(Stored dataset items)

------------------------

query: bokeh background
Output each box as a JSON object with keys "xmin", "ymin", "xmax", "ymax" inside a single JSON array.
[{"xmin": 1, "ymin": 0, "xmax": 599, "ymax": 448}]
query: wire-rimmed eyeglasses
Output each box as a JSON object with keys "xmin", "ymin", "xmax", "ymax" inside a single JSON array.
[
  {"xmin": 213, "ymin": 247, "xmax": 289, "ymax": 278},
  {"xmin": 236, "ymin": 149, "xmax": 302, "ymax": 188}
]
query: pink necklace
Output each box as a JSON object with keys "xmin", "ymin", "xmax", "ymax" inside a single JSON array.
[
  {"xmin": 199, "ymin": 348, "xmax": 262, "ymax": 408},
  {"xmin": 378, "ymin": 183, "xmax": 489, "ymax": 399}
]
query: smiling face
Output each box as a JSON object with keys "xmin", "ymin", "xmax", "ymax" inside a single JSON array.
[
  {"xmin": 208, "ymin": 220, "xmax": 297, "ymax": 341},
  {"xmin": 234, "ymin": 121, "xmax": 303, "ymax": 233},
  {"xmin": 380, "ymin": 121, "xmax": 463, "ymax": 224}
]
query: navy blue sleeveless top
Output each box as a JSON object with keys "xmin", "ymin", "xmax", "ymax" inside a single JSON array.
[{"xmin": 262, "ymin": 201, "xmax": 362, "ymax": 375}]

------------------------

The response must contain exactly the lines from the one with "query: smiling face" to the end of the entries above, both included, and nothing more.

query: smiling face
Output each box as a JSON object with keys "xmin", "ymin", "xmax", "ymax" inside a single JSON array.
[
  {"xmin": 208, "ymin": 220, "xmax": 297, "ymax": 341},
  {"xmin": 234, "ymin": 121, "xmax": 303, "ymax": 233},
  {"xmin": 380, "ymin": 121, "xmax": 463, "ymax": 224}
]
query: navy blue sleeveless top
Output each box as a JSON object with keys "xmin", "ymin", "xmax", "ymax" inside a single JSON array.
[{"xmin": 262, "ymin": 201, "xmax": 362, "ymax": 375}]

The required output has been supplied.